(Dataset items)
[Start]
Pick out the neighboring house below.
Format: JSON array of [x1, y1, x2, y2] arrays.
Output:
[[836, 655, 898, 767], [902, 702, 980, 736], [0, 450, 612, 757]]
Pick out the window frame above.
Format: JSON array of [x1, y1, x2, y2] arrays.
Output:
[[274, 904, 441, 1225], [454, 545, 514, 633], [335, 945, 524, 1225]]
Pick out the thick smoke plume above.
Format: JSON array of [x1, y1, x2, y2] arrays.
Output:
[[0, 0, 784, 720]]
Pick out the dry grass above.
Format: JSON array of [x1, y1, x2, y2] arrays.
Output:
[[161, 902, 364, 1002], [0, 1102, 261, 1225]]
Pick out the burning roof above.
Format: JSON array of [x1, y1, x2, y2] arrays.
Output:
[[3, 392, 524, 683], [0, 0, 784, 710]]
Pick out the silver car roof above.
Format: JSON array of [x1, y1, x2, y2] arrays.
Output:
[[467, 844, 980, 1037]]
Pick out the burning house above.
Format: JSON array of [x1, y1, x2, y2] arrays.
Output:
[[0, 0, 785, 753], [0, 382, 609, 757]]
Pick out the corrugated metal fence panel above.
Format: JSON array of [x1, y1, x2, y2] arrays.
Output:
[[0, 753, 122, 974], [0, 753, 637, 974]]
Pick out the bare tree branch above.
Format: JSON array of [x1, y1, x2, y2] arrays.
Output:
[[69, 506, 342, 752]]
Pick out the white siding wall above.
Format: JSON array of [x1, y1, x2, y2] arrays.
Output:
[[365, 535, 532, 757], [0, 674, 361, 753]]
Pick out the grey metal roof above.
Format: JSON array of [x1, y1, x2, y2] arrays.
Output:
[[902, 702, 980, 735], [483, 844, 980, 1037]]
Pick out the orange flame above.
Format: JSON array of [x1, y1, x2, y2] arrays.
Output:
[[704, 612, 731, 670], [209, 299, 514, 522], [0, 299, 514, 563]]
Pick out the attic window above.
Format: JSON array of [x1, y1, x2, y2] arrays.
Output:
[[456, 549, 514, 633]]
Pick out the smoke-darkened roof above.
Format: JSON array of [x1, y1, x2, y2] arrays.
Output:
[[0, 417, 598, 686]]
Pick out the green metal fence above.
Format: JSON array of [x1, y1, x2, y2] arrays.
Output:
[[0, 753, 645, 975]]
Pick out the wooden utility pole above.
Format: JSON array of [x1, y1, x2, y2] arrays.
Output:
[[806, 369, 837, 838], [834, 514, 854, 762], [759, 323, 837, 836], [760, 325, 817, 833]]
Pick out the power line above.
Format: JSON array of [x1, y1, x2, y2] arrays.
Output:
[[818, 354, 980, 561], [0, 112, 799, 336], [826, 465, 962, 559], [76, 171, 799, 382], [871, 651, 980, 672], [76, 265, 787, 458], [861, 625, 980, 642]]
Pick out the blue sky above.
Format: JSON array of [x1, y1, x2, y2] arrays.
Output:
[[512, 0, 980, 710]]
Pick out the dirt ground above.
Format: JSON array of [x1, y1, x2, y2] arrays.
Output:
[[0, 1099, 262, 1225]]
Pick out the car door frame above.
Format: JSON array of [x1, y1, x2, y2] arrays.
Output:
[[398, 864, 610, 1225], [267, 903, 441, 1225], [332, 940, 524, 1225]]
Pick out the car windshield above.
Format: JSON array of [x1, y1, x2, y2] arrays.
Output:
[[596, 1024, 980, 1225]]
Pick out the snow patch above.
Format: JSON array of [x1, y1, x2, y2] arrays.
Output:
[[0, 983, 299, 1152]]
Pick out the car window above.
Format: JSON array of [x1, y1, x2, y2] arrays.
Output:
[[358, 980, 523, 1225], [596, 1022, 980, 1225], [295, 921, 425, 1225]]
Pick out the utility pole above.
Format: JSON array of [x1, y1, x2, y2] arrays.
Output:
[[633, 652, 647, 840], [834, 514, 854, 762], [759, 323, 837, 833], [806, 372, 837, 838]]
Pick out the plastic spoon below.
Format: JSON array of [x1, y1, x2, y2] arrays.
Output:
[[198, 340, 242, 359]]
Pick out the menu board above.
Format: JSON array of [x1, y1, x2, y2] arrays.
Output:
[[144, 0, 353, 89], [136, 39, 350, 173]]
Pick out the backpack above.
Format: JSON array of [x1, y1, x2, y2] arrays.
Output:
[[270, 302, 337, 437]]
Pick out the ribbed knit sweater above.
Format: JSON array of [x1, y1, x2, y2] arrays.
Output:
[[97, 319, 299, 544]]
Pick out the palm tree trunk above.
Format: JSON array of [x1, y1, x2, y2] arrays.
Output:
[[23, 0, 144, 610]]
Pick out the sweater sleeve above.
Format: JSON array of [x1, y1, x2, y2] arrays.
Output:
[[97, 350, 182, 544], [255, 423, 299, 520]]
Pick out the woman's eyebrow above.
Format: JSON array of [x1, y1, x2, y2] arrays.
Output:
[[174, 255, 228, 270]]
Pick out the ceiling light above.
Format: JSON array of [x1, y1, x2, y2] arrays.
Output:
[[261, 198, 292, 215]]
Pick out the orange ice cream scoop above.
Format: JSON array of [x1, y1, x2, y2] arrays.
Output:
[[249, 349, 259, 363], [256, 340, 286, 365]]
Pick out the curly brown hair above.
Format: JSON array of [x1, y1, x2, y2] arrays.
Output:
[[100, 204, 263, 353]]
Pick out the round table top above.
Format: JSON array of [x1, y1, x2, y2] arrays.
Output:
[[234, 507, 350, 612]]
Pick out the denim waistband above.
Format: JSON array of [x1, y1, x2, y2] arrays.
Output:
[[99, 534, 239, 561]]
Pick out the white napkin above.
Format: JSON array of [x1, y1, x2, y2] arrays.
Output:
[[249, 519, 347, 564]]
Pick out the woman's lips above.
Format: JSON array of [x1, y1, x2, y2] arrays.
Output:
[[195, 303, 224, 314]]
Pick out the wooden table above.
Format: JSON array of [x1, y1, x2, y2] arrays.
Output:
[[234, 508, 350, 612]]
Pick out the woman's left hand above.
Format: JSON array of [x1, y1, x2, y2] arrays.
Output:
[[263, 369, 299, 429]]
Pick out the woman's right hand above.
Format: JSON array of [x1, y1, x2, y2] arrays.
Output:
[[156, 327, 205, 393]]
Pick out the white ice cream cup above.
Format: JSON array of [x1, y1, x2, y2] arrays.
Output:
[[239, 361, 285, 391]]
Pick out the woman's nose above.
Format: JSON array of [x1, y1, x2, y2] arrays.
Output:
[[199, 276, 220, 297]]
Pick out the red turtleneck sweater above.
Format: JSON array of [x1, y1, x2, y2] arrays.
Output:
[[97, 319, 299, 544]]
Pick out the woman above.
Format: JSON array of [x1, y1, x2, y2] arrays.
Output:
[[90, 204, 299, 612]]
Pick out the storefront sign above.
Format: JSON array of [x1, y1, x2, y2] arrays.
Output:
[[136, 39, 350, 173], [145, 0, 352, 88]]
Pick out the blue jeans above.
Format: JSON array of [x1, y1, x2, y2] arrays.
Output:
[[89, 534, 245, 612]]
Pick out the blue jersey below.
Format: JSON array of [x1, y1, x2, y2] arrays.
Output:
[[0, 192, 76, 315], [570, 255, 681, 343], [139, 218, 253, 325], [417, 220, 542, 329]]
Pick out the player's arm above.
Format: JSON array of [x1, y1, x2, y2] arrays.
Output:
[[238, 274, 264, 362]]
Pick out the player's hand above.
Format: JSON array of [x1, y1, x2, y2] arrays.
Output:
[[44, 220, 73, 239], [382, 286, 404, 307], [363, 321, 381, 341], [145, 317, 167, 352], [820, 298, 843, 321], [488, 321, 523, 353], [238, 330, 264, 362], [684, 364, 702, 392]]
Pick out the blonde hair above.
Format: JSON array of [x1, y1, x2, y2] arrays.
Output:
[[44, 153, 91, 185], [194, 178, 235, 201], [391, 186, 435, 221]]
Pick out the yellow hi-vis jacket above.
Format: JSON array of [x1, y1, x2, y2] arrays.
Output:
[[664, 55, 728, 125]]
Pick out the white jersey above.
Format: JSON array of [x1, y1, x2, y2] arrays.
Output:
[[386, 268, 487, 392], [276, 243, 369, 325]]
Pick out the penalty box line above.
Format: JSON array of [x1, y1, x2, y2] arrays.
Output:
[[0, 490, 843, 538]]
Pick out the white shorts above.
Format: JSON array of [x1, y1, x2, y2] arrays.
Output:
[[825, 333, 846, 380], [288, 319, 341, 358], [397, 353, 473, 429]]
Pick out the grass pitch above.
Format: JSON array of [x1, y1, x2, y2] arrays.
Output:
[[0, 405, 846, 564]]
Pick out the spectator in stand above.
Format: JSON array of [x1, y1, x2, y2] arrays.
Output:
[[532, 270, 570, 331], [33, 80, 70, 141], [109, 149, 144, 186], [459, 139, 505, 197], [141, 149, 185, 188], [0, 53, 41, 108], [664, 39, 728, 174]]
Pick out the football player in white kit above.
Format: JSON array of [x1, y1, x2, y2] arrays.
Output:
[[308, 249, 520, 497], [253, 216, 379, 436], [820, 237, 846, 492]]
[End]
> _Exercise description_: Please identify each line that includes the string "grass" and copy those lines in full. Matching is case-sensitive.

> _Correct response_:
Pick out the dry grass above.
Pick out the grass pitch above.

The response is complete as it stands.